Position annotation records
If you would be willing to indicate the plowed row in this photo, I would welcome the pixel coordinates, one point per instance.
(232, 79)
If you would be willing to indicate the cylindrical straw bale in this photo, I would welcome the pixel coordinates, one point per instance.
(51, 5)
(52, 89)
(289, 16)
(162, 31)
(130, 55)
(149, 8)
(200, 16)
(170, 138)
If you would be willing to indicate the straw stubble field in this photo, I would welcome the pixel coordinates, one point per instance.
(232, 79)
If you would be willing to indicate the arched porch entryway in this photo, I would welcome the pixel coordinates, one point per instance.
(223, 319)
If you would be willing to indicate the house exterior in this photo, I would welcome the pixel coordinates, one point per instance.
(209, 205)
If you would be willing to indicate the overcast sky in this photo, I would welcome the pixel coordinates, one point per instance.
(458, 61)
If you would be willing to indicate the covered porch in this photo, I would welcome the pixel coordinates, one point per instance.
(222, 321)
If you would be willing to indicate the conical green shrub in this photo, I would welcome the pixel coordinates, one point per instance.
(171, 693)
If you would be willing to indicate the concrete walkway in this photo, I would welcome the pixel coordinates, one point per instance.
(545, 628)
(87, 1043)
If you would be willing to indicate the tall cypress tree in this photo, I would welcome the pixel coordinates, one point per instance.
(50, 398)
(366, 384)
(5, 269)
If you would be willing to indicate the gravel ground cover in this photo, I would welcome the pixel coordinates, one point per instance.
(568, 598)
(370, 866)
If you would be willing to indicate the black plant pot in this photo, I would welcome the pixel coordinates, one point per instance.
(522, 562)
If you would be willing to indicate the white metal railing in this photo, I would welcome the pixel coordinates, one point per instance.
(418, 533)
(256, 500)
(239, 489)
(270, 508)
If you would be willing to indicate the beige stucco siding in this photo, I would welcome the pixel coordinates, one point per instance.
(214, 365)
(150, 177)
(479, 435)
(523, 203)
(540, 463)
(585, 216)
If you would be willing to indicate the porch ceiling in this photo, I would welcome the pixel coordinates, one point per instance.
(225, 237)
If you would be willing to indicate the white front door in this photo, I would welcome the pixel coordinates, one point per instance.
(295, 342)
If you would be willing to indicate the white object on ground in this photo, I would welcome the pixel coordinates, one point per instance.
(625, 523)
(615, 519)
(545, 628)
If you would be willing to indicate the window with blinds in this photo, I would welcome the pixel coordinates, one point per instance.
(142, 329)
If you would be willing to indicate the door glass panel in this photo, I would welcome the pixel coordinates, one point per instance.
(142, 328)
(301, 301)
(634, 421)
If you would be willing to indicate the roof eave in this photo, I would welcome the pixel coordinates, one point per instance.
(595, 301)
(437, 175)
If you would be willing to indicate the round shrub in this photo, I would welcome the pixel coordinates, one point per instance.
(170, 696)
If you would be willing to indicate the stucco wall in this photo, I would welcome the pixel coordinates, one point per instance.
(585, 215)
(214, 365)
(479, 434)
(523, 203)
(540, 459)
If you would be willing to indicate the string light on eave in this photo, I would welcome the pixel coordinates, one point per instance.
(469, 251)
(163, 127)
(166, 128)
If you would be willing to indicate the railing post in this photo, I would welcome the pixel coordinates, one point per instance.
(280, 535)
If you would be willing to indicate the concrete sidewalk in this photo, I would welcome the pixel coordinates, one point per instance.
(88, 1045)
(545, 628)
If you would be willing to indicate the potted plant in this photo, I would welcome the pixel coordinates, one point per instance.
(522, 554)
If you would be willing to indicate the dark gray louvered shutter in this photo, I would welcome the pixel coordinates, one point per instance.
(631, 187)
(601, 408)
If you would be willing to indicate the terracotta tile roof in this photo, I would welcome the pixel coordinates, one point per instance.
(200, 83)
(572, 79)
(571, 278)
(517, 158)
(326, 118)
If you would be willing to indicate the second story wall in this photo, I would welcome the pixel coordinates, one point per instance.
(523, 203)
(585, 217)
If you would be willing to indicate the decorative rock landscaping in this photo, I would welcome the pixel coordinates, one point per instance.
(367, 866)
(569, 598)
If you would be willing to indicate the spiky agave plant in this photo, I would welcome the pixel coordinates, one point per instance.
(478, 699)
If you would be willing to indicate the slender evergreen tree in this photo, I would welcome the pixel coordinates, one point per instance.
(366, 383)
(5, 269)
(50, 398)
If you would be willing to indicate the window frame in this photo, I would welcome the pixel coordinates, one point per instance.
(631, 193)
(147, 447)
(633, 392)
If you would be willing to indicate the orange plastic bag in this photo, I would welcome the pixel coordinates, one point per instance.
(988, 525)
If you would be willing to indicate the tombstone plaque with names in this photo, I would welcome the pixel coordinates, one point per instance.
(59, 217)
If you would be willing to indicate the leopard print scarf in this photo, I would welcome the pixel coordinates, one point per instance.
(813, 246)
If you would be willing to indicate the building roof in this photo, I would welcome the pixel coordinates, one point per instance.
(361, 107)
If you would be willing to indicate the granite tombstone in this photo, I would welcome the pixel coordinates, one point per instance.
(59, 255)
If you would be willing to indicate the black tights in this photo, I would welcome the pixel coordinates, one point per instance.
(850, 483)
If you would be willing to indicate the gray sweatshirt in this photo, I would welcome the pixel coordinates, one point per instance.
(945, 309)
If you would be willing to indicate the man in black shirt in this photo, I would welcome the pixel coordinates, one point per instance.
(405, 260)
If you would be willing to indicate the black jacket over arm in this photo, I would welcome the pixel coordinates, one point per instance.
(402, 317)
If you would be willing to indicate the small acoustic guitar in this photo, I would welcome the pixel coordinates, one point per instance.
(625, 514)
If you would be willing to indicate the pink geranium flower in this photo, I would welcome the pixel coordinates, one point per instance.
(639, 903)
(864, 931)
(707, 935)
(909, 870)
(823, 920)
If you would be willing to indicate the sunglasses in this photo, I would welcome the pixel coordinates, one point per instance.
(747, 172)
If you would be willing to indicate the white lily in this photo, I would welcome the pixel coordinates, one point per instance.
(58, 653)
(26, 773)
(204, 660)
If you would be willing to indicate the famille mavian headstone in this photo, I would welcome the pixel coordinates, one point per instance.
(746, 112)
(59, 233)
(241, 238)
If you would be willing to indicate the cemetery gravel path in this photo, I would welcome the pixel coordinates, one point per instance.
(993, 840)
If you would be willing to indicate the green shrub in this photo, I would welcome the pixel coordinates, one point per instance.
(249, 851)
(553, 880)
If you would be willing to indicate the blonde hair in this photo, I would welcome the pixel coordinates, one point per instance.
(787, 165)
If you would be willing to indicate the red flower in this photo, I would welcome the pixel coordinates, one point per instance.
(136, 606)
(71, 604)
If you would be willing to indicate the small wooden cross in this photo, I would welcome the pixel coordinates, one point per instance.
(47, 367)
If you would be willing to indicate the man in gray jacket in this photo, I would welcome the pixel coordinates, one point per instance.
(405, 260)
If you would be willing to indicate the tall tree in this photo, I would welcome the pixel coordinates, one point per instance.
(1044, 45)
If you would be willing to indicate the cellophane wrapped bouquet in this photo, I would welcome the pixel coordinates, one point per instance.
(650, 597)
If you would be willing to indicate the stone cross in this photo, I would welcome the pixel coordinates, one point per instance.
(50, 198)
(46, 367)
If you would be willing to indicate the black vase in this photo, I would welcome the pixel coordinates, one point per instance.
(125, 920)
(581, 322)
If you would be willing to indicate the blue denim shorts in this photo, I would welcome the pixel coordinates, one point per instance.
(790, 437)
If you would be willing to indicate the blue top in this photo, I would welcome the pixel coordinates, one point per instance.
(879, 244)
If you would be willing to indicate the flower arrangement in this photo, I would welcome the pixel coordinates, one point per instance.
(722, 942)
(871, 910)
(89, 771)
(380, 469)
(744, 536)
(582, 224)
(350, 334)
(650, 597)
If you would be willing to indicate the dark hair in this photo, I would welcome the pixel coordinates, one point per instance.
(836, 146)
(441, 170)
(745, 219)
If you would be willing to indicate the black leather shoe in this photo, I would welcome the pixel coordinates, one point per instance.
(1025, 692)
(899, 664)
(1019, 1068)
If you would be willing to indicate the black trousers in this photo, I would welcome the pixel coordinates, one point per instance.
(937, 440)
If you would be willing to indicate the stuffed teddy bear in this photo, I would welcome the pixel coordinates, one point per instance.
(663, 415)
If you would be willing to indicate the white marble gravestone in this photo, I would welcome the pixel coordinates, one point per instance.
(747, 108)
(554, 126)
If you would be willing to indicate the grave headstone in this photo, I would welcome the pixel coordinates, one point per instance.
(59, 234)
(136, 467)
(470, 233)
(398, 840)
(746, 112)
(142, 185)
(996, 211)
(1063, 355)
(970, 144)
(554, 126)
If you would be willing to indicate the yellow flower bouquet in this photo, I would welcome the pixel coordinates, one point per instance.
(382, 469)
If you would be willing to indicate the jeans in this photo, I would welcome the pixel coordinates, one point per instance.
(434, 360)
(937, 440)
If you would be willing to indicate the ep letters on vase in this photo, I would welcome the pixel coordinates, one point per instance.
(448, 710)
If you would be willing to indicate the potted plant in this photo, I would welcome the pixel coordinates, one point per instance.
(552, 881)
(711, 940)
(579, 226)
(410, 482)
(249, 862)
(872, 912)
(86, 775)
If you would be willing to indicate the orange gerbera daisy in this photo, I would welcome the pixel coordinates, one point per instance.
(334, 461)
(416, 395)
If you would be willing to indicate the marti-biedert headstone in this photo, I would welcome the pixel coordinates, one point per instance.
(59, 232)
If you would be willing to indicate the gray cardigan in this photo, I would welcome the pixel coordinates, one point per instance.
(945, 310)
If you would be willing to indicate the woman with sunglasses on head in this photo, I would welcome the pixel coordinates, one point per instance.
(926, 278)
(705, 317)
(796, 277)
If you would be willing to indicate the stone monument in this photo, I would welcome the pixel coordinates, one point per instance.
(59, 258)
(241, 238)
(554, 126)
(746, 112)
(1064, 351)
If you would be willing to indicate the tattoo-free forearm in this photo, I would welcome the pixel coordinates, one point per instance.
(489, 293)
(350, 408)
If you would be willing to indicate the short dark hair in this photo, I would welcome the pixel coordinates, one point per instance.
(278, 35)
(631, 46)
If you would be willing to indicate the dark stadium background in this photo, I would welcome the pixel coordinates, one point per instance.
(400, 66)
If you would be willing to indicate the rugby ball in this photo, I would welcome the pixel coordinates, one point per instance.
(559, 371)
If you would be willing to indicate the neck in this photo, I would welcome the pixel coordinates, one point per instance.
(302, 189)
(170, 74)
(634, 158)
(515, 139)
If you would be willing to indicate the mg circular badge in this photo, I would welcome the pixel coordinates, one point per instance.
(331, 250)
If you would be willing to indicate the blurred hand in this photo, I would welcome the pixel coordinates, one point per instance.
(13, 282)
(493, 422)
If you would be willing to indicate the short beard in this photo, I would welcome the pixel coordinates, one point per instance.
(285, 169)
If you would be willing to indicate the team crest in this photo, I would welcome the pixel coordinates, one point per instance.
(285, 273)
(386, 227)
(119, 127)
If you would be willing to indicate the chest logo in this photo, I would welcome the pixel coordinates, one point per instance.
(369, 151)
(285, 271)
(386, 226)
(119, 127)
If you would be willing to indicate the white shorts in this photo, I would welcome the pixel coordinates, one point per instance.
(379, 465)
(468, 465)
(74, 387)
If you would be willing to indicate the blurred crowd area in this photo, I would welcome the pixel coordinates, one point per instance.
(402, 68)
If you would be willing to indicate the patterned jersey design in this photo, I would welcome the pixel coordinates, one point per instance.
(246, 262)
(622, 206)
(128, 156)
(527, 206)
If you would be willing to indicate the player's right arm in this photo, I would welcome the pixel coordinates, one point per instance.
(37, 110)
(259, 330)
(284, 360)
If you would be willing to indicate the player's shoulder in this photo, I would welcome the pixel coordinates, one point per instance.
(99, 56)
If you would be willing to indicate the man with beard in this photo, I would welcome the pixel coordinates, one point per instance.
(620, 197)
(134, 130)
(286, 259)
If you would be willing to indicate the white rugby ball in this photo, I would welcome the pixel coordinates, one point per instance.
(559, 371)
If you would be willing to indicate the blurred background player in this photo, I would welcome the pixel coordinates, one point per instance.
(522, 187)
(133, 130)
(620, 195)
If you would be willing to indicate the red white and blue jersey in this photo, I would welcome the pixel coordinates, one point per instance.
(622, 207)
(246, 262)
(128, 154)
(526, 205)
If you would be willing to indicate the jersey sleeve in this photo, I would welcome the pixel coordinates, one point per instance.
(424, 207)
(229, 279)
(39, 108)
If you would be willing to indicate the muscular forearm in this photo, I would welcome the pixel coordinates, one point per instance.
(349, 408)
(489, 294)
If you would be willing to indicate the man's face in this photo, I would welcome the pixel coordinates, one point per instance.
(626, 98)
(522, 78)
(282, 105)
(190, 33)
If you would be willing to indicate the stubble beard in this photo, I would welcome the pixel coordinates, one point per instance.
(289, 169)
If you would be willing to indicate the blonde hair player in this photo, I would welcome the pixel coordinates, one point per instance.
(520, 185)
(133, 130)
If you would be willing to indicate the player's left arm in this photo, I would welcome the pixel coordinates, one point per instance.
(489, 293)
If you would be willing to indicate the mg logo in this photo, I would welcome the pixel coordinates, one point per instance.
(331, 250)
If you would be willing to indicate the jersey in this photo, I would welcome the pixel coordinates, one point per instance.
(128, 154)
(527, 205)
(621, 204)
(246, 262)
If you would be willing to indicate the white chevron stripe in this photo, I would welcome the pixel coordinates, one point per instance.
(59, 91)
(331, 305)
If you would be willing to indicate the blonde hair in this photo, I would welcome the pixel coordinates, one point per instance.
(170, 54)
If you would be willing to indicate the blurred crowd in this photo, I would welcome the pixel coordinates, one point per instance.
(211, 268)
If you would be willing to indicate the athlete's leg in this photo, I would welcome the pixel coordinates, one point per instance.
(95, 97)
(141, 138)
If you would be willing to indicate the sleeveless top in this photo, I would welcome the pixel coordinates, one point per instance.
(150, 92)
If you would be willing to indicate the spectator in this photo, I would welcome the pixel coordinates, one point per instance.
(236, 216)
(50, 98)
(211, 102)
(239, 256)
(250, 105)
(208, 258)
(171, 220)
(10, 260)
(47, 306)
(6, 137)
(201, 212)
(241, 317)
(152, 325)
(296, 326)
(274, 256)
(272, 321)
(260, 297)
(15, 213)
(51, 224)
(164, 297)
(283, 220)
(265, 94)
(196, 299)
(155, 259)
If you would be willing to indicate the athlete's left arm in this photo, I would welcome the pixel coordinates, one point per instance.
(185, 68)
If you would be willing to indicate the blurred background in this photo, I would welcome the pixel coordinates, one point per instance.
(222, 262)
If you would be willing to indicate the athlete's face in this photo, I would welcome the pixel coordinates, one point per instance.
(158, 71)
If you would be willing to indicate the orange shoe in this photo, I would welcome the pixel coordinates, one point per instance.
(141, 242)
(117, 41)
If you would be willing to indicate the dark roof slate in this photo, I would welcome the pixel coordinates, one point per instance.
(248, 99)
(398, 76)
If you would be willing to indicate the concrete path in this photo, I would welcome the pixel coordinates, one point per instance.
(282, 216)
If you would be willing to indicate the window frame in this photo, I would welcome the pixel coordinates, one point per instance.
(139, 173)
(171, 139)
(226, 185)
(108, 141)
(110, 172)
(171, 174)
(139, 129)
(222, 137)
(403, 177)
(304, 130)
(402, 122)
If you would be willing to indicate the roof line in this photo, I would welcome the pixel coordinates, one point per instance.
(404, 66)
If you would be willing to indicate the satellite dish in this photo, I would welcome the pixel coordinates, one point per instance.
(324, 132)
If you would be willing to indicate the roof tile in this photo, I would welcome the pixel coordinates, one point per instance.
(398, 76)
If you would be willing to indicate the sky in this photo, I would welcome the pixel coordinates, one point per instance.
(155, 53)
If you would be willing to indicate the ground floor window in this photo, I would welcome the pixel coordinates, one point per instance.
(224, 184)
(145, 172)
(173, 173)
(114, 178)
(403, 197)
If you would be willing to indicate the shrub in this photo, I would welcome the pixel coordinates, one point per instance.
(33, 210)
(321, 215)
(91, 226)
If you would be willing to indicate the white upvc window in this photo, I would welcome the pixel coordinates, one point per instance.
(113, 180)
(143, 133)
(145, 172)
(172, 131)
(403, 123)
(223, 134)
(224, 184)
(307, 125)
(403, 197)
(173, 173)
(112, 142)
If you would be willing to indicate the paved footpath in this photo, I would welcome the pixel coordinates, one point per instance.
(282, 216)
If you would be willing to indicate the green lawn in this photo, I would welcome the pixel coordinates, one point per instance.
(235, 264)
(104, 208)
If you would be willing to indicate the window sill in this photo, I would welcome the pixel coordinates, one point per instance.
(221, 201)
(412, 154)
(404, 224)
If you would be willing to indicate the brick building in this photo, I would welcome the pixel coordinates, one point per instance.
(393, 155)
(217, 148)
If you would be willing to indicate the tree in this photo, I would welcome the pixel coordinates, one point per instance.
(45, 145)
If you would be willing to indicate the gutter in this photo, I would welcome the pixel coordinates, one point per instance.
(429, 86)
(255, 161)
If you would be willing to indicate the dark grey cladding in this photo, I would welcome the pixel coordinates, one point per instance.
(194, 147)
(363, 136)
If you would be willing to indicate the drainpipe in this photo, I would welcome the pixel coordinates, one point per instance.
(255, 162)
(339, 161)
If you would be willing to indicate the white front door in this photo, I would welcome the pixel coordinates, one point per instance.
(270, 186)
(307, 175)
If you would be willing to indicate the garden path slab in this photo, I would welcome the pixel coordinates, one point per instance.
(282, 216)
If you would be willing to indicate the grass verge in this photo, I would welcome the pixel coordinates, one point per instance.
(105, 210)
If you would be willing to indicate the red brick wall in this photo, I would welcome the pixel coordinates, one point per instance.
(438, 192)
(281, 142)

## GIVEN EXERCISE
Print exactly the lines from the one with "If you would be willing to indicate the paved" through the end of the data, inclusive.

## ANSWER TO THE TASK
If you would be willing to indicate the paved footpath in this photo, I would welcome the pixel coordinates, one point per instance.
(282, 216)
If you would be willing to indicate the green lawn in this photo, I would welcome the pixel coordinates, one point per instance.
(235, 264)
(104, 208)
If you would be willing to indicate the window sill in this photo, I would welcome the pixel coordinates, one point per instance.
(221, 201)
(412, 154)
(404, 224)
If you would be willing to indicate the brick building in this photo, I would welcome the pixel coordinates, one point per instance.
(393, 155)
(217, 148)
If you would be willing to indicate the tree in this photo, I would welcome the pixel coordinates, one point per instance.
(45, 145)
If you would be willing to indicate the gutter in this photo, I would welcome the pixel coordinates, one point per instance.
(429, 86)
(255, 161)
If you would be willing to indicate the dark grey cladding in this photo, I would welcome the pixel coordinates, one point per instance.
(194, 147)
(363, 136)
If you would be willing to indicate the drainpipe in this photo, I would welcome the pixel coordinates, one point per instance.
(255, 162)
(339, 161)
If you would be willing to indicate the white front door in this photo, I would welcome the pixel coordinates, one point per instance.
(270, 186)
(307, 175)
If you would be willing to indicate the garden path slab in this photo, I would welcome the pixel coordinates, one point per instance.
(282, 216)
If you would be willing to indicate the grass verge in this photo, I would welcome the pixel coordinates, one point per instance.
(105, 210)
If you would be willing to indicate the red brick wall in this photo, I would welcome the pixel coordinates, one point per instance.
(438, 192)
(281, 142)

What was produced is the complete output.